**TASK DIRECTIONS**
Reproduce the stretch of lines below from the start through the line containing "397], [615, 155]]", requests included, and add 69 to every point coordinate in the answers. Omit the pictures.
· · ·
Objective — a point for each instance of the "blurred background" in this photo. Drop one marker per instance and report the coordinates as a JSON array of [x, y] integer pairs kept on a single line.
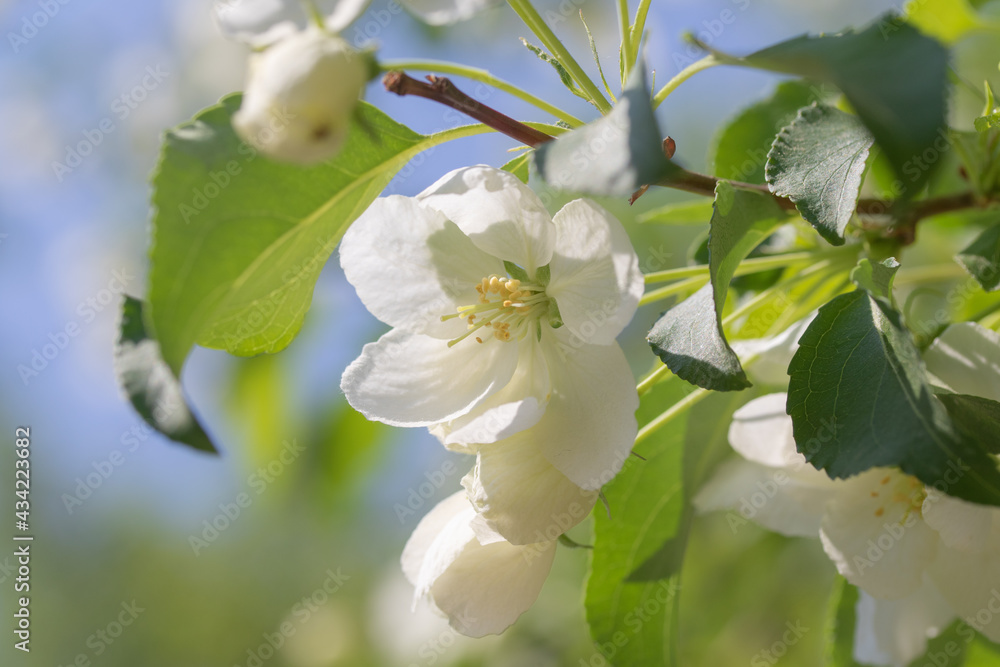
[[140, 557]]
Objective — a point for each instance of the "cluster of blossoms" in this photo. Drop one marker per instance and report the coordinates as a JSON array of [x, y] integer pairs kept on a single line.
[[503, 345], [920, 558]]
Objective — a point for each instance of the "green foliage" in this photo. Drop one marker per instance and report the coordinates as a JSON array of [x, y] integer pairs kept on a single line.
[[689, 337], [894, 77], [239, 240], [818, 162], [982, 258], [739, 151], [149, 383], [859, 397], [615, 155]]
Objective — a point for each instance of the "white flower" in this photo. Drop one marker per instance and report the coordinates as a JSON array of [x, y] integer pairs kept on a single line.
[[444, 12], [474, 577], [480, 355], [262, 23], [300, 97], [920, 557]]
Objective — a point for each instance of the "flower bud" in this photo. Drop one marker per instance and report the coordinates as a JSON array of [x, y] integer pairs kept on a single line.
[[300, 96]]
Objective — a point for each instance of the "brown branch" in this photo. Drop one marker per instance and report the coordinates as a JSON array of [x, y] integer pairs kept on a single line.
[[442, 90]]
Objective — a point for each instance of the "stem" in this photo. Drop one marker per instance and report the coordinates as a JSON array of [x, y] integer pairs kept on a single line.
[[444, 91], [537, 24], [684, 75], [482, 76]]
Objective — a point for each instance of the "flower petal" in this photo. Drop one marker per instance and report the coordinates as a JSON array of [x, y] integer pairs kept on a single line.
[[519, 405], [446, 12], [501, 215], [408, 379], [874, 534], [962, 525], [261, 23], [970, 582], [781, 501], [410, 266], [595, 276], [966, 357], [761, 432], [589, 425], [895, 632], [481, 588], [522, 496]]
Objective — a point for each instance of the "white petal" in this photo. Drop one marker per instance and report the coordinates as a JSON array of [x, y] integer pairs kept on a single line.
[[966, 357], [895, 632], [970, 581], [414, 380], [589, 425], [410, 266], [522, 496], [787, 503], [501, 215], [261, 23], [481, 588], [445, 12], [766, 359], [595, 276], [519, 405], [875, 536], [762, 432], [962, 525]]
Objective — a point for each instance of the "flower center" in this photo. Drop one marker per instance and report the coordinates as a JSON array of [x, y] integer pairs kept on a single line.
[[906, 491], [508, 309]]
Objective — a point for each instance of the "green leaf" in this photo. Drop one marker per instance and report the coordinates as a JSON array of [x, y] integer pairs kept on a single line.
[[739, 151], [841, 625], [632, 622], [982, 258], [977, 418], [859, 397], [239, 240], [876, 277], [519, 166], [893, 76], [613, 156], [818, 162], [696, 212], [154, 391], [689, 337]]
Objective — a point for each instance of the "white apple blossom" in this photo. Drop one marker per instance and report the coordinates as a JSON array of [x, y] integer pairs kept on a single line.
[[471, 574], [300, 97], [261, 23], [920, 557], [504, 318]]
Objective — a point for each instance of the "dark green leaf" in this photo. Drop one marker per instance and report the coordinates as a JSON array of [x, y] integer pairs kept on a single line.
[[689, 337], [859, 398], [519, 166], [740, 149], [982, 258], [239, 240], [150, 385], [977, 418], [876, 277], [894, 77], [614, 155], [818, 162], [841, 625]]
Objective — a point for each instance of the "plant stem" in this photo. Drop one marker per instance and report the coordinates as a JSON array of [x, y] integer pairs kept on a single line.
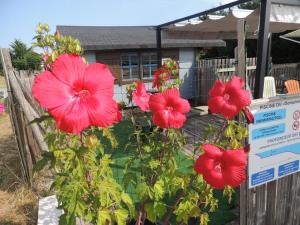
[[219, 135], [178, 200], [180, 197], [141, 209]]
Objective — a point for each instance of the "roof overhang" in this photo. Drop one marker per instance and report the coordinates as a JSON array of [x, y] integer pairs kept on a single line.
[[282, 18], [292, 36]]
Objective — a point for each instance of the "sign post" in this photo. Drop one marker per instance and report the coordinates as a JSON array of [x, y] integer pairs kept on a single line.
[[274, 139]]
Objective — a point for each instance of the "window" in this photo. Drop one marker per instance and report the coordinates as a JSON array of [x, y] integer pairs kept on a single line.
[[130, 66], [149, 64]]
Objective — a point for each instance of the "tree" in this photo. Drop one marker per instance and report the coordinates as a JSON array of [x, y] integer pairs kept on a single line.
[[24, 58], [250, 5]]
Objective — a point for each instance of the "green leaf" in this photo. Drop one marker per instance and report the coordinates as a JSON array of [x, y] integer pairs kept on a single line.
[[47, 157], [121, 216], [204, 219], [154, 164], [158, 190], [128, 201], [110, 136], [141, 190], [160, 209], [40, 119], [103, 216], [151, 215]]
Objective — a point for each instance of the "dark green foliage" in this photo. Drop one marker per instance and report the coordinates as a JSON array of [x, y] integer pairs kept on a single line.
[[24, 58], [250, 5]]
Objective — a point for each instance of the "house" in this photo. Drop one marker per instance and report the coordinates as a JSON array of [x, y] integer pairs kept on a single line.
[[130, 52]]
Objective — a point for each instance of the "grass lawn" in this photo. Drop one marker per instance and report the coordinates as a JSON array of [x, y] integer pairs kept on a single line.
[[122, 130]]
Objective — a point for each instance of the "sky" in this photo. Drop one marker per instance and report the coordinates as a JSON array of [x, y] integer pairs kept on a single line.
[[20, 17]]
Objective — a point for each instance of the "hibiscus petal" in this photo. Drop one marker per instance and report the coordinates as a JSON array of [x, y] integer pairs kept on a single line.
[[102, 110], [50, 92], [212, 151], [181, 105], [215, 179], [141, 101], [230, 110], [217, 89], [176, 119], [235, 82], [215, 104], [99, 80], [234, 175], [203, 164], [161, 118], [242, 98], [157, 102], [235, 157], [69, 68], [72, 117], [141, 88], [171, 93]]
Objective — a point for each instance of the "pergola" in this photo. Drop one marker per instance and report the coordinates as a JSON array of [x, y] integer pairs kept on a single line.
[[273, 16]]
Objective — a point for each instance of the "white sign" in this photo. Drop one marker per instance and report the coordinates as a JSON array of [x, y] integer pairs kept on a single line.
[[274, 139]]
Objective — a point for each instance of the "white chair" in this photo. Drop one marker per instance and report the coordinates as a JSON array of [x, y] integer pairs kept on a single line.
[[269, 87]]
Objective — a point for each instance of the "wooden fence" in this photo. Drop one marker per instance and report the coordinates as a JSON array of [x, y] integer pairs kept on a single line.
[[22, 110], [275, 203]]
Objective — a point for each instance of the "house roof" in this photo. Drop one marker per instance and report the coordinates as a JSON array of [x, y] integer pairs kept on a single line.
[[128, 37]]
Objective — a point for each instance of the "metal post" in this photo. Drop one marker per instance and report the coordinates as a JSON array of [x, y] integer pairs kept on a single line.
[[269, 61], [262, 47], [158, 46]]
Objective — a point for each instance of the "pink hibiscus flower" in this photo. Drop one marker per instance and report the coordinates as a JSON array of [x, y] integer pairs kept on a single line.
[[222, 167], [1, 108], [228, 99], [249, 115], [77, 95], [141, 97], [161, 75], [169, 109]]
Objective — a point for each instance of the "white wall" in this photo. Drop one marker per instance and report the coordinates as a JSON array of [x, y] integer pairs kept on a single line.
[[120, 91], [90, 57], [186, 72]]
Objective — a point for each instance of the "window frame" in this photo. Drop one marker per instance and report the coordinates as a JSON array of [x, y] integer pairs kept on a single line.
[[130, 66], [150, 65]]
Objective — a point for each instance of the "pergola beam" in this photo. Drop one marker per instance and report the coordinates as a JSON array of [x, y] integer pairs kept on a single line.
[[204, 13], [262, 44], [262, 47]]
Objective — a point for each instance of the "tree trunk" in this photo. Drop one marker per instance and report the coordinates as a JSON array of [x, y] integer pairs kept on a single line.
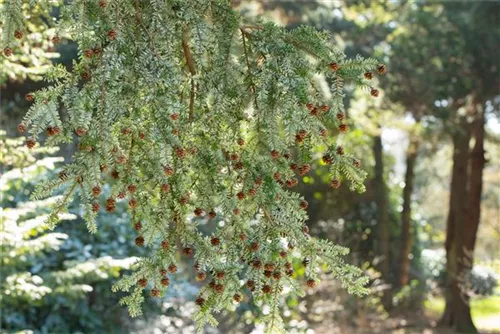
[[477, 162], [463, 222], [381, 199], [406, 240]]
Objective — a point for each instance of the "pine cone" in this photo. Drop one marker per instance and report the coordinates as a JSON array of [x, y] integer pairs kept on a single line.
[[381, 69], [139, 241], [165, 282], [334, 66], [335, 183], [30, 143], [21, 128], [29, 97]]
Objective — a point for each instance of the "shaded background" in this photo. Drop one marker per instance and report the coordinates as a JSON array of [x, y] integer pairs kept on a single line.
[[439, 109]]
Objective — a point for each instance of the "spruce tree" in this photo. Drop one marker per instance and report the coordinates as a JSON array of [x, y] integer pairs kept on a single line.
[[197, 118]]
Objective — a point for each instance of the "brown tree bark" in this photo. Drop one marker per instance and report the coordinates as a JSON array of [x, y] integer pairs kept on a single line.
[[406, 240], [463, 222], [381, 199]]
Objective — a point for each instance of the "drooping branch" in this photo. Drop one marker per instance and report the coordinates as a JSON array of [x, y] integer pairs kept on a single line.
[[192, 69]]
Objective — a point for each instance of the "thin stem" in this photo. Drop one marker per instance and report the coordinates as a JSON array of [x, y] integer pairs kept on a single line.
[[192, 69]]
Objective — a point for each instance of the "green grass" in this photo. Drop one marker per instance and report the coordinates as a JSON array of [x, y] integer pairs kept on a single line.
[[485, 311]]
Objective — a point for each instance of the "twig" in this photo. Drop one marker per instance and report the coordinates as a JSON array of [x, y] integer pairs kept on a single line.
[[192, 69]]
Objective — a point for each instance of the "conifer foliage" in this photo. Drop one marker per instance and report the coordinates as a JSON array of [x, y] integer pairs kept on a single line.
[[195, 117]]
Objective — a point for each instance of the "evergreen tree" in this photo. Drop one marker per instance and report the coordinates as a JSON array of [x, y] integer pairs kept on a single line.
[[47, 281], [196, 117]]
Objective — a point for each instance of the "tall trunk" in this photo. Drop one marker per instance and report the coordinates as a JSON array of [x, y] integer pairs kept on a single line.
[[381, 199], [463, 222], [406, 240], [477, 162]]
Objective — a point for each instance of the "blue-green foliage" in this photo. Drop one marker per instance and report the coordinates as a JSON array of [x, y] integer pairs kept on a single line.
[[56, 281]]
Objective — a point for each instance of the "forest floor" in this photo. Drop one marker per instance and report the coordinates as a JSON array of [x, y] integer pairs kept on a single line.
[[485, 314]]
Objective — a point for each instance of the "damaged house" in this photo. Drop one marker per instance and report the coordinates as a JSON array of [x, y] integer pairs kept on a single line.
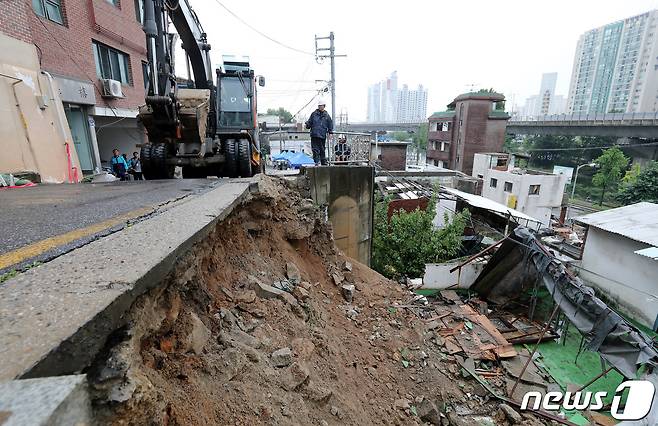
[[620, 258]]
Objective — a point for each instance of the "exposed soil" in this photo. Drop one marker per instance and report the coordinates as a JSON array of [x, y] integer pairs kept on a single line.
[[199, 347]]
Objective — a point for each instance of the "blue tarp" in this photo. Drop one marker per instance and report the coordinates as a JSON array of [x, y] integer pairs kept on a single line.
[[295, 159]]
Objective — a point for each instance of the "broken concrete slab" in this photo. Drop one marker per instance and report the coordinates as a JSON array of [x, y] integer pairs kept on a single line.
[[281, 357], [62, 400], [81, 297], [348, 292]]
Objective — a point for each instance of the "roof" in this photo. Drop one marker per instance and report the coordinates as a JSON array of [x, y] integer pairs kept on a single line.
[[443, 114], [638, 222], [487, 204]]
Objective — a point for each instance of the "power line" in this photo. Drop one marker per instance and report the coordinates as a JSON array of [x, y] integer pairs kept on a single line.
[[257, 31], [592, 147]]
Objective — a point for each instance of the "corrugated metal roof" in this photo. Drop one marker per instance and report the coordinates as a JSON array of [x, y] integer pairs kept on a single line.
[[650, 252], [638, 222], [487, 204]]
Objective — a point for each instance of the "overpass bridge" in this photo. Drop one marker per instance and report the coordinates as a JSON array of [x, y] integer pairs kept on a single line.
[[629, 125]]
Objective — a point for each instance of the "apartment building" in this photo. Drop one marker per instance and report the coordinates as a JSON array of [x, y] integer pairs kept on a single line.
[[95, 51], [474, 122], [615, 68]]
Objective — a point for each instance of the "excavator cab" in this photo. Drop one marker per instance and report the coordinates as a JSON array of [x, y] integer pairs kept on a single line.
[[237, 126]]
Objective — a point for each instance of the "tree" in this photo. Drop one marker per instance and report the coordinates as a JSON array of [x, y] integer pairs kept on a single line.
[[644, 187], [282, 113], [401, 136], [405, 243], [420, 137], [610, 166]]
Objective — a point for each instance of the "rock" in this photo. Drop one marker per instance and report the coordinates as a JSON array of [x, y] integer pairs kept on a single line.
[[302, 347], [288, 298], [317, 393], [198, 336], [401, 404], [292, 272], [281, 357], [428, 412], [295, 377], [247, 296], [284, 285], [511, 414], [348, 292], [268, 292], [300, 293]]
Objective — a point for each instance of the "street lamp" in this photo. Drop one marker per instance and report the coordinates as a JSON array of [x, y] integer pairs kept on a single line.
[[573, 188]]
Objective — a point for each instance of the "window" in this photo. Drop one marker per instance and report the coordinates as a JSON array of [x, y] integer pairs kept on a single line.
[[111, 63], [534, 190], [139, 11], [50, 9], [145, 74]]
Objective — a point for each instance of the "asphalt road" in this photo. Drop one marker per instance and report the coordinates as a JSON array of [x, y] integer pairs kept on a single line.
[[42, 222]]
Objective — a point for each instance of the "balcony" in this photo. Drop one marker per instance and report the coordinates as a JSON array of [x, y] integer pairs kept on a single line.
[[440, 136], [436, 154]]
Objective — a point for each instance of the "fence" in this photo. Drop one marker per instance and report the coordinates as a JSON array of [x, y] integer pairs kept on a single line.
[[349, 148]]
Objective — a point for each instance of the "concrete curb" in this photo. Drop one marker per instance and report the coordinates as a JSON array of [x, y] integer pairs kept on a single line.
[[55, 318]]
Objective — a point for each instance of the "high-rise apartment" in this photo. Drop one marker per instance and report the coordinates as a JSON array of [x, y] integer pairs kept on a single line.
[[616, 67], [388, 104]]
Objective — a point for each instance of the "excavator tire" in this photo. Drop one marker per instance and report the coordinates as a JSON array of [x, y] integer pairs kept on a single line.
[[190, 172], [231, 164], [146, 159], [244, 158], [159, 154]]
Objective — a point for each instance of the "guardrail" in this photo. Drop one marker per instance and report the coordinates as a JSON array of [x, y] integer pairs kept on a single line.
[[598, 119], [349, 148]]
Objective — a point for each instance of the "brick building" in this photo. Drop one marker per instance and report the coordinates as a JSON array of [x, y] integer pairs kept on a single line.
[[474, 122], [81, 43]]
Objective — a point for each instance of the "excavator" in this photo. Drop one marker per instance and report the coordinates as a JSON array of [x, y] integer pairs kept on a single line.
[[207, 129]]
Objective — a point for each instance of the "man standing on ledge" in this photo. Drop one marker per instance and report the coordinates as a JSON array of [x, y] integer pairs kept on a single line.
[[320, 124]]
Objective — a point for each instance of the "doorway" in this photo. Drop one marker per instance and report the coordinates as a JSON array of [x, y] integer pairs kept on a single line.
[[80, 133]]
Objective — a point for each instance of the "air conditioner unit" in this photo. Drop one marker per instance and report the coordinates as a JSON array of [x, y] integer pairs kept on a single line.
[[112, 88]]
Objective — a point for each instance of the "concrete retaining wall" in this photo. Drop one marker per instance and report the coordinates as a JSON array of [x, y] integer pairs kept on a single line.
[[348, 192]]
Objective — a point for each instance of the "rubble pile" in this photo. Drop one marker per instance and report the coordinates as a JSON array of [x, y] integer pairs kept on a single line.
[[265, 322]]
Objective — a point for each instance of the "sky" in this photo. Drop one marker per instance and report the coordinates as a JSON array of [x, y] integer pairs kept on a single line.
[[448, 46]]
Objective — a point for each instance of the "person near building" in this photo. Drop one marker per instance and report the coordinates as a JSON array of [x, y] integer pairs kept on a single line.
[[320, 124], [136, 167], [119, 165]]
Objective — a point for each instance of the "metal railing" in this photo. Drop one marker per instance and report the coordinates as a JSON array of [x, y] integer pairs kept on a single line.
[[598, 119], [349, 148]]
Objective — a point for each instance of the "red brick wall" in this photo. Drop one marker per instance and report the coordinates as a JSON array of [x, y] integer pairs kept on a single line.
[[85, 20], [393, 157], [14, 19], [481, 133]]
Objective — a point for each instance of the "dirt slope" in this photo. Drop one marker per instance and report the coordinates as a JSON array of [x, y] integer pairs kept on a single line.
[[199, 349]]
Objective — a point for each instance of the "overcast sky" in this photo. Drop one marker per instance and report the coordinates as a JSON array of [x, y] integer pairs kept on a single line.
[[445, 45]]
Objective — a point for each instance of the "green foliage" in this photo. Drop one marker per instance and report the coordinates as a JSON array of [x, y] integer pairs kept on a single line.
[[644, 187], [282, 113], [403, 245], [401, 136], [610, 164], [630, 178], [420, 137]]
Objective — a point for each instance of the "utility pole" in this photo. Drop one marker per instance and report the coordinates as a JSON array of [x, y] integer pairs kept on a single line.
[[332, 56]]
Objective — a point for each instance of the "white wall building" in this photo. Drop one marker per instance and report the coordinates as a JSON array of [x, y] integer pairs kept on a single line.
[[620, 258], [615, 67], [536, 194], [388, 104]]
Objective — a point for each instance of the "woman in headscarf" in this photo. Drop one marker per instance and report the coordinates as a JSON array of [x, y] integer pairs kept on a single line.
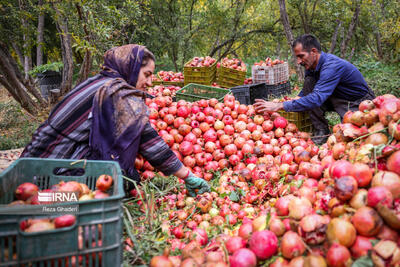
· · ·
**ANSWER TO THIS PROBLEM**
Objective — a point for each instance of the "blurred background" in this photo. Drop one marker per instance and report the coordinates as a JSON array of [x, y] integer pairs kept on a single line.
[[209, 626]]
Objective — a point for each instance of the "cluster of blossoms" in this photo. Drop one marker per instance and report the coordinates as a JSON array of [x, y] integer pairs kept on a single line.
[[572, 414], [989, 627]]
Objective — a point for each instance of the "green foliage" in this photo. Drop one marker per instance and report the coordinates as a JSON array of [x, y] integer pairs kept on a single line.
[[758, 406], [963, 146], [308, 309], [887, 231], [1051, 327], [808, 220], [218, 452], [928, 466], [684, 224]]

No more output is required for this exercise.